TASK BRIEF.
Copy word for word the part of the data that begins with the line containing "[mark] the green foliage" and runs to the end of the data.

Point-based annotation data
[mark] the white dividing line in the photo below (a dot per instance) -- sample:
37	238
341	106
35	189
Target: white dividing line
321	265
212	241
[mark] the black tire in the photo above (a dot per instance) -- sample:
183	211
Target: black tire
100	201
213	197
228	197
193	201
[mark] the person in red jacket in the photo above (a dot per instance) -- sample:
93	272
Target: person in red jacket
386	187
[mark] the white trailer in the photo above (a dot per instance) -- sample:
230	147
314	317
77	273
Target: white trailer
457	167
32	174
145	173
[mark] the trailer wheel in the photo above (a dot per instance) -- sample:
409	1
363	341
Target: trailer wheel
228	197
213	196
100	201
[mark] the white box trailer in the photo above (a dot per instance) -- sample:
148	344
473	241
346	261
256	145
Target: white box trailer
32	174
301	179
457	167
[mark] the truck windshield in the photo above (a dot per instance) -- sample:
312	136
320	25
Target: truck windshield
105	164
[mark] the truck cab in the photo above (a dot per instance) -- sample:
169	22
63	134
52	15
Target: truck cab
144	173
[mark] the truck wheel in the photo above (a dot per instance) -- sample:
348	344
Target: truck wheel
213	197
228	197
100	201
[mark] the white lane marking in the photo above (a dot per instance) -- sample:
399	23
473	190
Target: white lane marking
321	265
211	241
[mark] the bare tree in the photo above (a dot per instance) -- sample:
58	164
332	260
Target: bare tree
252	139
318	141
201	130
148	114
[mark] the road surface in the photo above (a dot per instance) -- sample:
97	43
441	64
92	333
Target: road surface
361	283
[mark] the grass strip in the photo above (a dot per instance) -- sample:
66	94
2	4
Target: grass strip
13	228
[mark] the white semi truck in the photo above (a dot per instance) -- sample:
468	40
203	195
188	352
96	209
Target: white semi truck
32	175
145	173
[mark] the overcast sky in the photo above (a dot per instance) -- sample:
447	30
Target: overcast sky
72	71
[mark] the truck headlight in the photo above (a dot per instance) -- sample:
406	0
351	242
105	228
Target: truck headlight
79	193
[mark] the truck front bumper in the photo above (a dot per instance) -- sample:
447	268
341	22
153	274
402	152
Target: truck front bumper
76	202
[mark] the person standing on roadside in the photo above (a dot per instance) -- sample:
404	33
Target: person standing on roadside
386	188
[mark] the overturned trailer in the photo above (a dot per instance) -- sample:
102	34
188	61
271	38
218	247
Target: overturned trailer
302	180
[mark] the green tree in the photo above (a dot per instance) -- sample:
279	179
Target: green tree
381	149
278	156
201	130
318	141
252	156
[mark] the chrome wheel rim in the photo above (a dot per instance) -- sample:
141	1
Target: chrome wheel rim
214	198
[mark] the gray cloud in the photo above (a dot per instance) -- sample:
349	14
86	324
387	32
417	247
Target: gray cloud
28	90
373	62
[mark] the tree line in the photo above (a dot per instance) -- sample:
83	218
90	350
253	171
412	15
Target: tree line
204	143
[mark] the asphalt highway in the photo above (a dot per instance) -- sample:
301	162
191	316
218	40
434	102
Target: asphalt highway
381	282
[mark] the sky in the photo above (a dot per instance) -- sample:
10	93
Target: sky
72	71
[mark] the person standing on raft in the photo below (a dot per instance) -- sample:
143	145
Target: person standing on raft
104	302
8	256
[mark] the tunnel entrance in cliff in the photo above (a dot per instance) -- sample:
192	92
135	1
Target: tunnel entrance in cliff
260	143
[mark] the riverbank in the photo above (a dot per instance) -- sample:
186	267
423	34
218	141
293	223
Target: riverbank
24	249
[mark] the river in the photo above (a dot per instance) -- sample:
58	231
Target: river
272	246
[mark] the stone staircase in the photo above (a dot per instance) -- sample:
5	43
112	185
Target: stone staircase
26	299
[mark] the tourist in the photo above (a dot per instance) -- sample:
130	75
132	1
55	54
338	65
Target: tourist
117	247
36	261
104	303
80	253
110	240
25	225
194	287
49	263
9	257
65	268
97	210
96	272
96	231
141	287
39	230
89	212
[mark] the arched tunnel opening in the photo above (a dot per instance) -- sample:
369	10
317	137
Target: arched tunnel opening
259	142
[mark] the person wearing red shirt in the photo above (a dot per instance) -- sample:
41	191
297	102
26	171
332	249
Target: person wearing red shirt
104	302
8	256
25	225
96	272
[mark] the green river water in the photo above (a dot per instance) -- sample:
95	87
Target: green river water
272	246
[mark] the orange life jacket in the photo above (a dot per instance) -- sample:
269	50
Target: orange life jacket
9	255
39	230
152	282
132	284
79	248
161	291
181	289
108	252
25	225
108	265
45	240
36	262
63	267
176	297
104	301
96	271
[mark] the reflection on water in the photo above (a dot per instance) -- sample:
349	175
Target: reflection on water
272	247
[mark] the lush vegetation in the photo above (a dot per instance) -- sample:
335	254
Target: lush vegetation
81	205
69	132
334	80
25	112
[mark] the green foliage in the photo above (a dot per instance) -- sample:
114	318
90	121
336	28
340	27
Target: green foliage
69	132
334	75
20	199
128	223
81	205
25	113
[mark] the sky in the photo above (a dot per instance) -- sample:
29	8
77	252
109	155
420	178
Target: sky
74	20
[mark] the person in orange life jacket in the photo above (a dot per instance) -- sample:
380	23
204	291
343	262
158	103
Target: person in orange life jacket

FULL ANSWER.
[mark] the green foliage in the photo above (a dot per instance) -- sample:
114	318
90	121
336	28
340	27
Target: green foliage
69	132
334	75
20	199
128	223
81	205
25	113
[mark] the sky in the photo above (a dot per instance) -- sample:
29	8
77	252
109	155
420	178
Target: sky
74	20
[mark] the person in orange life jacket in the photo above (a dot per instance) -- sample:
380	23
204	291
343	262
158	103
Target: person in orange life jacket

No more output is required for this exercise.